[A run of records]
-*-*-

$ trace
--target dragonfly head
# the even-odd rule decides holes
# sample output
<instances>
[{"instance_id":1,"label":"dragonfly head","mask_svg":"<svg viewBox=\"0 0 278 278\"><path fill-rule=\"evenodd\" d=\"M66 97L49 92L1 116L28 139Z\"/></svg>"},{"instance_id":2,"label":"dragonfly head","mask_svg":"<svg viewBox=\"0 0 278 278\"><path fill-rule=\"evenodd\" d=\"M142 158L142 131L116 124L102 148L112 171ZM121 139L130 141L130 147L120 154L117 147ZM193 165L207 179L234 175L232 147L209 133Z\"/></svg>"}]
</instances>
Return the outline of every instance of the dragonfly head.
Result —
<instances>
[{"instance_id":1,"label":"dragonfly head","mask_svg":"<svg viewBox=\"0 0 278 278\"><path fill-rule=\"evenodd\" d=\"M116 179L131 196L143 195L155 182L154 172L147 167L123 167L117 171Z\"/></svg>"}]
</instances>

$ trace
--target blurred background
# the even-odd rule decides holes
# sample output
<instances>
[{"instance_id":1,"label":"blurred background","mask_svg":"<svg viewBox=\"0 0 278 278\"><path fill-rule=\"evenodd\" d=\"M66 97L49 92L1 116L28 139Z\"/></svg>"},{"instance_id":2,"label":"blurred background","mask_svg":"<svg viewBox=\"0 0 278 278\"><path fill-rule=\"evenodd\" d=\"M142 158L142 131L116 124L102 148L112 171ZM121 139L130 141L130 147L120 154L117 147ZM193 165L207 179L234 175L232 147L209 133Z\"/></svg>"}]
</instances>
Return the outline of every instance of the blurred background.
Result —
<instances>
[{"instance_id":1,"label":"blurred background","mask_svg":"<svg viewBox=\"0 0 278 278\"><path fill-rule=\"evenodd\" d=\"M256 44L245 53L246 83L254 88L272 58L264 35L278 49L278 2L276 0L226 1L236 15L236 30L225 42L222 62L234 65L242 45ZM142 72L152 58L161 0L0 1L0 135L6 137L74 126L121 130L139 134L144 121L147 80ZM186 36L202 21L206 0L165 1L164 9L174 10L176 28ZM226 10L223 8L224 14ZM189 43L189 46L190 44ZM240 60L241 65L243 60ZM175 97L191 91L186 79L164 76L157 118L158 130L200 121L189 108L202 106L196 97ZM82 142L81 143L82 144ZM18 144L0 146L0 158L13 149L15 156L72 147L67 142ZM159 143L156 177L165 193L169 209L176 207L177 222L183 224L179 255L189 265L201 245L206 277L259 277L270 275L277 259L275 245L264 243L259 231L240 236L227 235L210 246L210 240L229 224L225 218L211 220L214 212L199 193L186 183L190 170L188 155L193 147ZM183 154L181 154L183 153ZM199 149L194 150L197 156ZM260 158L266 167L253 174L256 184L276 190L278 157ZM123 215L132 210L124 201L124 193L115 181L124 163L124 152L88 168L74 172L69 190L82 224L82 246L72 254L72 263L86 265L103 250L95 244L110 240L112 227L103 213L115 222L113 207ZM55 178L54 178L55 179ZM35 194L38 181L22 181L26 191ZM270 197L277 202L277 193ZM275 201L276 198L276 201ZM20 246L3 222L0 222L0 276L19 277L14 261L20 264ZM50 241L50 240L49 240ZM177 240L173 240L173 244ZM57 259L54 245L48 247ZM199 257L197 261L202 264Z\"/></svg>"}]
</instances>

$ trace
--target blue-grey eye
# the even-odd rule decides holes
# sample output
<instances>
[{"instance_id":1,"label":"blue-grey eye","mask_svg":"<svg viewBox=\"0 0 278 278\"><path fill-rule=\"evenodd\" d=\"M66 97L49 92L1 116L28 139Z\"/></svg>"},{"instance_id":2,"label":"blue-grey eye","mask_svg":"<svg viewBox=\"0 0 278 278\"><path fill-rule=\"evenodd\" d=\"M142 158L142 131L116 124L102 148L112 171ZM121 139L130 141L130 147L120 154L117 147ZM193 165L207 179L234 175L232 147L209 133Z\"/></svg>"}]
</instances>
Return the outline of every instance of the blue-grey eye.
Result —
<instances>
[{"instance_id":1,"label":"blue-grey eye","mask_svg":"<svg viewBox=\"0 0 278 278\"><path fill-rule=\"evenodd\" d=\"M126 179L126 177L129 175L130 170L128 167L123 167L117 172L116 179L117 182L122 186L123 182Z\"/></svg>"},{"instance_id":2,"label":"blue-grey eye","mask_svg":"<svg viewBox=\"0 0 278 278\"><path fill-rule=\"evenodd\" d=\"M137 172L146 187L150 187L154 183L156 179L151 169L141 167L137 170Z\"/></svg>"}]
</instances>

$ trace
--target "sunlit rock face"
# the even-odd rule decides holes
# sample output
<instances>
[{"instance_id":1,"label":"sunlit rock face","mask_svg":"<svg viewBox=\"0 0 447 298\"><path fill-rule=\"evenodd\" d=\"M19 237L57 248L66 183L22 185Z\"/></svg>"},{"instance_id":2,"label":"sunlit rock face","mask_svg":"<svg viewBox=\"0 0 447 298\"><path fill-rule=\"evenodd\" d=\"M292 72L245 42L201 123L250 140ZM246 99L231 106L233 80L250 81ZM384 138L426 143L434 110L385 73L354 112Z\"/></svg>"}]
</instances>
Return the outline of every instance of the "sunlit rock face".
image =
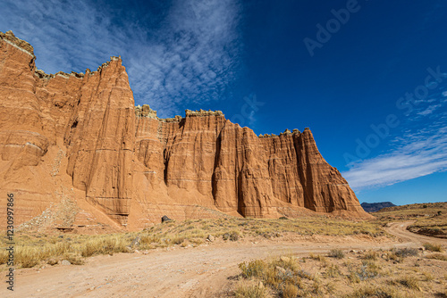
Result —
<instances>
[{"instance_id":1,"label":"sunlit rock face","mask_svg":"<svg viewBox=\"0 0 447 298\"><path fill-rule=\"evenodd\" d=\"M119 57L96 71L55 75L35 59L30 45L0 33L0 190L14 194L18 224L66 202L77 206L70 225L127 228L216 211L368 216L308 128L257 137L220 111L160 119L134 106Z\"/></svg>"}]
</instances>

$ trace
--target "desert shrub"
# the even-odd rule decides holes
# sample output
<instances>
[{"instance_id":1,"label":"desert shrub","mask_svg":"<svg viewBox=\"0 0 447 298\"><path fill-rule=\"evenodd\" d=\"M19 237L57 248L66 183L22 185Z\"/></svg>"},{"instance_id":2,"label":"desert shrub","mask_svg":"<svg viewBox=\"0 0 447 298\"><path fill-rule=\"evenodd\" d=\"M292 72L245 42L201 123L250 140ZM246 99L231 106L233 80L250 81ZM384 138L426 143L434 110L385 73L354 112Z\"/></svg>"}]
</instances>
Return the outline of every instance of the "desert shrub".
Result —
<instances>
[{"instance_id":1,"label":"desert shrub","mask_svg":"<svg viewBox=\"0 0 447 298\"><path fill-rule=\"evenodd\" d=\"M424 244L424 247L427 251L431 251L431 252L443 252L443 245L441 245L441 244Z\"/></svg>"},{"instance_id":2,"label":"desert shrub","mask_svg":"<svg viewBox=\"0 0 447 298\"><path fill-rule=\"evenodd\" d=\"M245 278L261 277L266 268L266 262L261 260L239 264L239 269L242 271L242 277Z\"/></svg>"},{"instance_id":3,"label":"desert shrub","mask_svg":"<svg viewBox=\"0 0 447 298\"><path fill-rule=\"evenodd\" d=\"M6 250L0 250L0 265L6 264L8 261L8 252Z\"/></svg>"},{"instance_id":4,"label":"desert shrub","mask_svg":"<svg viewBox=\"0 0 447 298\"><path fill-rule=\"evenodd\" d=\"M405 257L415 257L419 254L417 248L404 247L404 248L394 248L392 252L400 258Z\"/></svg>"},{"instance_id":5,"label":"desert shrub","mask_svg":"<svg viewBox=\"0 0 447 298\"><path fill-rule=\"evenodd\" d=\"M269 294L267 289L264 286L240 281L236 286L234 296L236 298L267 298Z\"/></svg>"},{"instance_id":6,"label":"desert shrub","mask_svg":"<svg viewBox=\"0 0 447 298\"><path fill-rule=\"evenodd\" d=\"M72 265L82 265L84 263L84 260L78 253L74 252L65 253L63 259L70 261Z\"/></svg>"},{"instance_id":7,"label":"desert shrub","mask_svg":"<svg viewBox=\"0 0 447 298\"><path fill-rule=\"evenodd\" d=\"M361 281L360 277L355 271L350 271L350 274L348 275L348 279L353 284L358 284Z\"/></svg>"},{"instance_id":8,"label":"desert shrub","mask_svg":"<svg viewBox=\"0 0 447 298\"><path fill-rule=\"evenodd\" d=\"M348 295L349 298L392 298L396 297L389 287L376 287L373 286L363 286L354 290L352 294Z\"/></svg>"},{"instance_id":9,"label":"desert shrub","mask_svg":"<svg viewBox=\"0 0 447 298\"><path fill-rule=\"evenodd\" d=\"M21 261L21 268L31 268L38 264L38 259L33 259L33 258L29 258L29 259L22 259Z\"/></svg>"},{"instance_id":10,"label":"desert shrub","mask_svg":"<svg viewBox=\"0 0 447 298\"><path fill-rule=\"evenodd\" d=\"M322 255L322 254L313 254L313 253L310 253L309 254L309 258L312 259L312 260L319 261L321 261L324 264L327 263L327 259L325 258L325 256Z\"/></svg>"},{"instance_id":11,"label":"desert shrub","mask_svg":"<svg viewBox=\"0 0 447 298\"><path fill-rule=\"evenodd\" d=\"M332 264L327 268L326 275L329 277L336 277L340 275L340 268L338 265Z\"/></svg>"},{"instance_id":12,"label":"desert shrub","mask_svg":"<svg viewBox=\"0 0 447 298\"><path fill-rule=\"evenodd\" d=\"M434 279L434 277L430 272L422 272L422 275L426 281L432 281Z\"/></svg>"},{"instance_id":13,"label":"desert shrub","mask_svg":"<svg viewBox=\"0 0 447 298\"><path fill-rule=\"evenodd\" d=\"M47 261L46 261L46 264L48 265L51 265L51 266L55 266L55 264L57 264L59 262L59 260L56 259L56 258L49 258Z\"/></svg>"},{"instance_id":14,"label":"desert shrub","mask_svg":"<svg viewBox=\"0 0 447 298\"><path fill-rule=\"evenodd\" d=\"M88 242L80 250L80 255L87 258L91 257L97 252L95 245L91 242Z\"/></svg>"},{"instance_id":15,"label":"desert shrub","mask_svg":"<svg viewBox=\"0 0 447 298\"><path fill-rule=\"evenodd\" d=\"M375 261L375 260L377 260L377 252L367 251L367 252L365 252L365 254L363 254L362 257L365 260L373 260L373 261Z\"/></svg>"},{"instance_id":16,"label":"desert shrub","mask_svg":"<svg viewBox=\"0 0 447 298\"><path fill-rule=\"evenodd\" d=\"M447 255L443 253L432 253L426 256L427 259L447 261Z\"/></svg>"},{"instance_id":17,"label":"desert shrub","mask_svg":"<svg viewBox=\"0 0 447 298\"><path fill-rule=\"evenodd\" d=\"M405 276L397 280L401 285L410 289L417 289L419 287L417 279L413 276Z\"/></svg>"},{"instance_id":18,"label":"desert shrub","mask_svg":"<svg viewBox=\"0 0 447 298\"><path fill-rule=\"evenodd\" d=\"M295 298L298 295L299 288L293 284L287 283L282 292L282 296L284 298Z\"/></svg>"},{"instance_id":19,"label":"desert shrub","mask_svg":"<svg viewBox=\"0 0 447 298\"><path fill-rule=\"evenodd\" d=\"M336 258L336 259L343 259L344 258L344 252L342 250L334 248L329 252L329 256L332 258Z\"/></svg>"}]
</instances>

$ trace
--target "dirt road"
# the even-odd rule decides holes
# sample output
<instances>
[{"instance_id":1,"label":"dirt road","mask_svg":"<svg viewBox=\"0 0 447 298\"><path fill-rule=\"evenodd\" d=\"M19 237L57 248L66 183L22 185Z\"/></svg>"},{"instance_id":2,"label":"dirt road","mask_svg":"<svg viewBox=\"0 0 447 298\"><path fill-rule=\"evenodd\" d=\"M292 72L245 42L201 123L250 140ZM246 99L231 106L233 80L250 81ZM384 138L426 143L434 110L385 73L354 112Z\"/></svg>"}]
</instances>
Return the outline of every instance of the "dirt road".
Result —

-*-*-

> [Work to be completed]:
Report every line of the listing that contains the string "target". Case counts.

> [Exercise response]:
--target dragonfly head
--target blurred background
--target blue-grey eye
--target "sunlit rock face"
--target "desert shrub"
--target "dirt road"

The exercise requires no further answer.